---- Task inputs

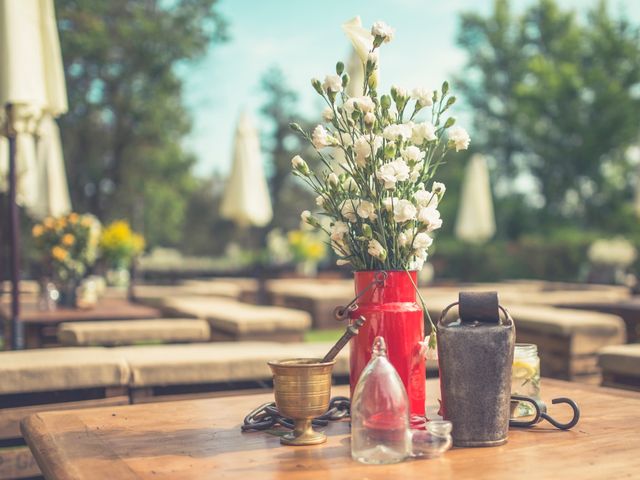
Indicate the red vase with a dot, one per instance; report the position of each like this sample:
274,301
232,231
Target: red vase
391,312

--------

* Task instructions:
The whole listing above is to be printed exactly; the pictures stay out.

* Result of the exercise:
Indicate the red vase with a dot, one per instance; report the position of each like this sample:
274,301
232,231
Target: red vase
391,312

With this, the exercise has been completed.